> _Page text_:
▼

Living in Grand Cayman and having worked at Rum Point I can chime in a bit here.

First, getting there:
The Rum Point ferry (owned by Caribbean Marine Services) is not operating for regular passenger service and has not for more than two years now. The boat still exists and is operated as a charter for a Disney Cruise Line group shore excursion.

Public buses do not go all the way to Rum Point. They stop about 4 miles short at Hutland.

Taxis would be quite expensive. It's about a 45 minute drive each way. There is no taxi stand at Rum Point, so you would need to call ahead for a ride back.

You can rent a car and drive yourself. This would be the most economical way, particularly if you fill the car and divide the cost.

A couple tour operators do include a stop at Rum Point. Nativeway offers a trip including Stingray City, reef snorkeling, and a lunch at Rum Point. Another operator offers a land based jeep tour which includes Rum Point.

▲

> _Stated problem 1_:
In the Rum Point post, where do public buses stop?

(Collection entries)
▼

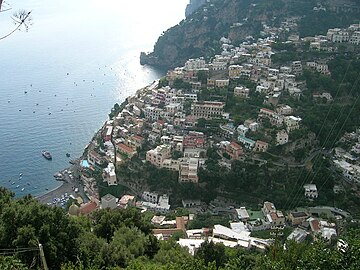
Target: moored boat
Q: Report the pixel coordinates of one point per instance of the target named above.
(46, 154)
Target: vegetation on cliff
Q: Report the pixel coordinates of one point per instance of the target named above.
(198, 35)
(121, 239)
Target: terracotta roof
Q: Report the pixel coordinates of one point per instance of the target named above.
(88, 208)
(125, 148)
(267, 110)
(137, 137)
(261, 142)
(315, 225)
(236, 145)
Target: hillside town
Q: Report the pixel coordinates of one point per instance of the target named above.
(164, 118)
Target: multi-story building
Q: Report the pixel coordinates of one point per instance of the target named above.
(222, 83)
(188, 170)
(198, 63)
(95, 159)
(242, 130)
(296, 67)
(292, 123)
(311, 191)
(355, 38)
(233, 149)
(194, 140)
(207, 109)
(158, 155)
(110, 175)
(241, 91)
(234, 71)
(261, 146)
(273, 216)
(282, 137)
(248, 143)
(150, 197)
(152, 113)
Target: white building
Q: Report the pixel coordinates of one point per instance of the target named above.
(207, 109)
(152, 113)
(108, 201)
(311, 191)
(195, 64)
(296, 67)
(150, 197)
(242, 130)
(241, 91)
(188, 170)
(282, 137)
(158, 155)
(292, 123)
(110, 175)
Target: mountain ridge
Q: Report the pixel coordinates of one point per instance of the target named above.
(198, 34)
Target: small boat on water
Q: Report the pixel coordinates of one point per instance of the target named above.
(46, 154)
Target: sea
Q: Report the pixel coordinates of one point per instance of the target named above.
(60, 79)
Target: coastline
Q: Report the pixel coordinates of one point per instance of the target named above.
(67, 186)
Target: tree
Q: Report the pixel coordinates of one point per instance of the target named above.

▲
▼

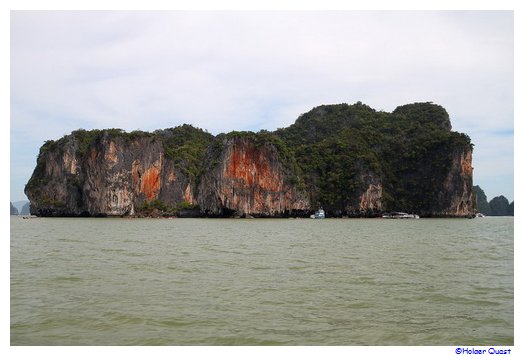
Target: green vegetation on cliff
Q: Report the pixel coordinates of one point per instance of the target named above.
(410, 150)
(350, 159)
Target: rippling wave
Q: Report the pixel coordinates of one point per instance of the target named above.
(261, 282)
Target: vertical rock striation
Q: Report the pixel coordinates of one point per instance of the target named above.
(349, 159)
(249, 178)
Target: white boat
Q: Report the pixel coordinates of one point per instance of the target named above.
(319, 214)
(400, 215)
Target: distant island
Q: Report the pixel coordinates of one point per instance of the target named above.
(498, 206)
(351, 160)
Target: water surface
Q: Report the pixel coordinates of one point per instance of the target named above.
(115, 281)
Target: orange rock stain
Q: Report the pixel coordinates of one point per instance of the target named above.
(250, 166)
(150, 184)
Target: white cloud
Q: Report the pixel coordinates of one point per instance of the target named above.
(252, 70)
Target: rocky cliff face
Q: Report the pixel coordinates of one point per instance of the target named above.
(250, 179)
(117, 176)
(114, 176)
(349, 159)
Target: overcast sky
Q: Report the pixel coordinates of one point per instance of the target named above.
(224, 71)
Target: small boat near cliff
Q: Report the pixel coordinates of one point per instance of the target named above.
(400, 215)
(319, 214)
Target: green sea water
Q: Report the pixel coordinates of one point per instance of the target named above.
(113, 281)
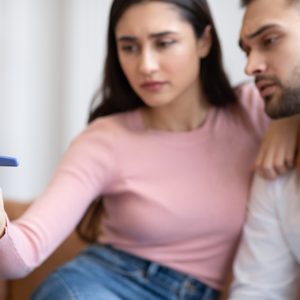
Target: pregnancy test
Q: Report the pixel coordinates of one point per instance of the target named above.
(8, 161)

▲
▼

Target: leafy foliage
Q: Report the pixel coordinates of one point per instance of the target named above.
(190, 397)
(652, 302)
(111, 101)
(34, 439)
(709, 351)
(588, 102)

▲

> _Stated problem 2_:
Pick out every line of the collection entries that contains the word "green".

> _Correct answer 1_:
At Hutland, about 4 miles short of Rum Point.

> _Correct answer 2_:
Target: green vegetation on cliff
Target: green sea water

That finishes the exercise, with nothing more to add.